[Records to process start]

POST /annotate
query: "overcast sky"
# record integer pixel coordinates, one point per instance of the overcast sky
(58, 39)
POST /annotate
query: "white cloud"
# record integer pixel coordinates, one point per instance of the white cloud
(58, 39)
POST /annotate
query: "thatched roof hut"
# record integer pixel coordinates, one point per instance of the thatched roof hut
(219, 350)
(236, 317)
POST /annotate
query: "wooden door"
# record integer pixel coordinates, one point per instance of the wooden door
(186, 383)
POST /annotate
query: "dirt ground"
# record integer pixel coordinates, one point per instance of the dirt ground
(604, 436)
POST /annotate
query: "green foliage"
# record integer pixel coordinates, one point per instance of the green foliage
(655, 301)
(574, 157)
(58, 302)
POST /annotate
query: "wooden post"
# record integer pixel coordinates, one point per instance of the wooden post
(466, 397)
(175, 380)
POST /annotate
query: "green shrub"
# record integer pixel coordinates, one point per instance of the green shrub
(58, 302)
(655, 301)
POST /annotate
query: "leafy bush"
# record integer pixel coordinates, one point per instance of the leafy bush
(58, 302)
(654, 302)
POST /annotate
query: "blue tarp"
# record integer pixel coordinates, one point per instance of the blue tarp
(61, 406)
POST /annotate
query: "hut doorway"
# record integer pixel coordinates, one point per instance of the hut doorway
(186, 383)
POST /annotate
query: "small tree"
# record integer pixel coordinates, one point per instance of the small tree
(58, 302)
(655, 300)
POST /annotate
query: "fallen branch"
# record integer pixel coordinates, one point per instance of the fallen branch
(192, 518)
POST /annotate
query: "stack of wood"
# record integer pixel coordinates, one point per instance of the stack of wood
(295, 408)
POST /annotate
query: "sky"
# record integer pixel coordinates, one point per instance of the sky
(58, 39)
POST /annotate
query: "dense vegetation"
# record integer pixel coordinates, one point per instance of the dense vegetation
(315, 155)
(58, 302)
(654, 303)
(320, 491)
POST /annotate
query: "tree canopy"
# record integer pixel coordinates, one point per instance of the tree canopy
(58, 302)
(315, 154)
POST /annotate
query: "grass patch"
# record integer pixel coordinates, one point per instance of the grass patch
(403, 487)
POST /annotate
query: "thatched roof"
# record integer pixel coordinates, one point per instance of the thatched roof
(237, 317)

[Records to process end]

## Problem statement
Nothing may be left out: return each entry exactly as it reads.

## Solution for this task
POST /annotate
query: "overcast sky"
# record integer pixel coordinates, one point per instance of the overcast sky
(58, 39)
POST /annotate
query: "white cloud"
# record integer pixel coordinates, one point per instance of the white cloud
(58, 39)
POST /annotate
query: "thatched roof hut"
# record integer pixel coordinates, one point per instance of the thatched roof hut
(219, 350)
(236, 317)
POST /annotate
query: "wooden door"
# record integer pixel coordinates, one point per instance of the wooden door
(186, 383)
POST /annotate
query: "dirt ground"
# record integer pixel coordinates, one point per instance of the dirt ground
(604, 436)
POST /annotate
query: "green foliage"
# record integer pixel coordinates, one point per instance of the green foliage
(655, 301)
(574, 157)
(58, 302)
POST /annotate
query: "wooden post"
# record integer pixel coordinates, one point per instance of the wooden post
(466, 397)
(175, 380)
POST /annotate
query: "green shrub"
# record integer pixel coordinates, one point per instance of the green shrub
(58, 302)
(655, 301)
POST /annotate
query: "leafy bush"
# record integer pixel coordinates, one point per instance of the leafy bush
(58, 302)
(654, 302)
POST /annotate
query: "blue tarp"
# record integer pixel coordinates, one point per instance of the blue tarp
(61, 406)
POST /annotate
query: "hut doorway"
# record integer pixel coordinates, one point per instance of the hut doorway
(186, 383)
POST /annotate
query: "small tree"
# record integer pixel coordinates, one point per instance of the small tree
(58, 302)
(655, 300)
POST /annotate
query: "fallen branch"
# record integer pixel coordinates, one point per instance of the fallen branch
(192, 518)
POST /annotate
query: "stack of wood"
# record integer pixel coordinates, one point per instance of the stack of wood
(295, 408)
POST /annotate
query: "sky"
# record integer pixel coordinates, one point per instance of the sky
(58, 39)
POST /annotate
query: "dense vegetation"
# record integer pixel coordinates, one point per instance of the dense vegetation
(315, 155)
(58, 302)
(654, 303)
(320, 491)
POST /annotate
query: "tree canopy"
# record integer pixel coordinates, one point per instance of the tree canopy
(58, 302)
(315, 154)
POST /annotate
query: "grass patch"
# record integer pixel coordinates, one point per instance of the grass patch
(403, 487)
POST /annotate
query: "thatched roof"
# record integer pixel coordinates, one point per instance of the thatched roof
(237, 317)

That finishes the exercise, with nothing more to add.